• **TEXT PASSAGE**:
··········

Hi Vino,

+1 for this feature. It's useful for data skew. And it could also reduce
shuffled datum.

I have some concerns about the API part. From my side, this feature should
be more like an improvement. I'm afraid the proposal is an overkill about
the API part. Many other systems support pre-aggregation as an optimization
of global aggregation. The optimization might be used automatically or
manually but with a simple API. The proposal introduces a series of
flexible local aggregation APIs. They could be independent with global
aggregation. It doesn't look like an improvement but introduces a lot of
features. I'm not sure if there is a bigger picture later. As for now the
API part looks a little heavy for me.

··········

(Items drawn from a dataset)
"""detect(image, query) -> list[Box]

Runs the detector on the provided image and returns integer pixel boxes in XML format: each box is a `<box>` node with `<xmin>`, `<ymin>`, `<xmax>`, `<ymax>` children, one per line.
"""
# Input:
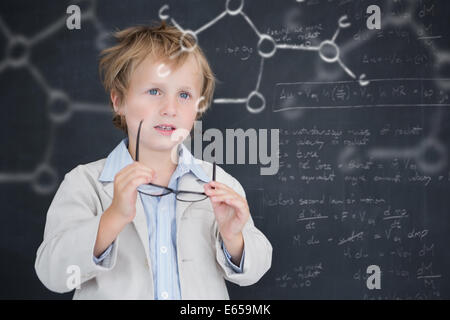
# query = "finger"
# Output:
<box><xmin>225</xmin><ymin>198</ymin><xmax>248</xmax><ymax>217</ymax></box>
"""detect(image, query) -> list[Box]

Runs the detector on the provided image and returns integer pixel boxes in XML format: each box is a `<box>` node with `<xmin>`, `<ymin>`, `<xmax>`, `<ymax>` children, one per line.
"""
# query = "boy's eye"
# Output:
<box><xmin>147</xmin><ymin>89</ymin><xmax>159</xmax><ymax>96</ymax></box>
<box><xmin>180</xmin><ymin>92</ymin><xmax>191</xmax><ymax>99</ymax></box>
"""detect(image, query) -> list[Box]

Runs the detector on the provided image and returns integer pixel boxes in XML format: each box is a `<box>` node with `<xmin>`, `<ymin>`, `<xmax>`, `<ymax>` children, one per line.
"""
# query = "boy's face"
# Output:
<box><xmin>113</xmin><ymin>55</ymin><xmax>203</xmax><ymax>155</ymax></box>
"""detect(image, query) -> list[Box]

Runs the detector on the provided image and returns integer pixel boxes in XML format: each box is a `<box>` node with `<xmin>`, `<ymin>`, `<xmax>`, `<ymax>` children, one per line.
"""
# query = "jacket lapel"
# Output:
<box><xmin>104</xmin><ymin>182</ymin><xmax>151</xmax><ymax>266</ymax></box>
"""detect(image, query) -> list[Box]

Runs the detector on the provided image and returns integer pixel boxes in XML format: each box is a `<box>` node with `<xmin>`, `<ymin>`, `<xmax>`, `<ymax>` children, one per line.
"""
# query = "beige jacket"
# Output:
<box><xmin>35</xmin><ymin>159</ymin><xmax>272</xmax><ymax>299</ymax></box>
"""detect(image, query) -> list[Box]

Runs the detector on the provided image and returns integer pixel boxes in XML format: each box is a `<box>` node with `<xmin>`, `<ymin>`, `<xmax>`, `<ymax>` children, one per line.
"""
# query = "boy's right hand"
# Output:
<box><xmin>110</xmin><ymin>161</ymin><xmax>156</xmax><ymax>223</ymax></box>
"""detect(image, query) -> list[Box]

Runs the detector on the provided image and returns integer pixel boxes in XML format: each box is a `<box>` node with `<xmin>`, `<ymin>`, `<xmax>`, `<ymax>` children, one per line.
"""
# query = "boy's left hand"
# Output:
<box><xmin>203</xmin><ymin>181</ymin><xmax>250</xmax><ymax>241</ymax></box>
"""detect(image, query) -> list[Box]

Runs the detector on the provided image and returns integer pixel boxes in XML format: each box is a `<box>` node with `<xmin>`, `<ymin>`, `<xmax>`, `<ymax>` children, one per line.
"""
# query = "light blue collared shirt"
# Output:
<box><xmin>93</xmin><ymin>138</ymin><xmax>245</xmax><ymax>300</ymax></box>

··········

• **REQUIRED TASKS**:
**A)** Translate the sentence "Many other systems support pre-aggregation as an optimization of global aggregation." from the message about local aggregation APIs into French.
**B)** Reproduce the passage of the message about local aggregation APIs between "I have some" and "heavy for me.", inclusive, substituting "design" for "proposal".

• **OUTPUTS BY TASK**:
**A)** De nombreux autres systèmes prennent en charge la pré-agrégation en tant qu'optimisation de l'agrégation globale.

**B)**
I have some concerns about the API part. From my side, this feature should
be more like an improvement. I'm afraid the design is an overkill about
the API part. Many other systems support pre-aggregation as an optimization
of global aggregation. The optimization might be used automatically or
manually but with a simple API. The design introduces a series of
flexible local aggregation APIs. They could be independent with global
aggregation. It doesn't look like an improvement but introduces a lot of
features. I'm not sure if there is a bigger picture later. As for now the
API part looks a little heavy for me.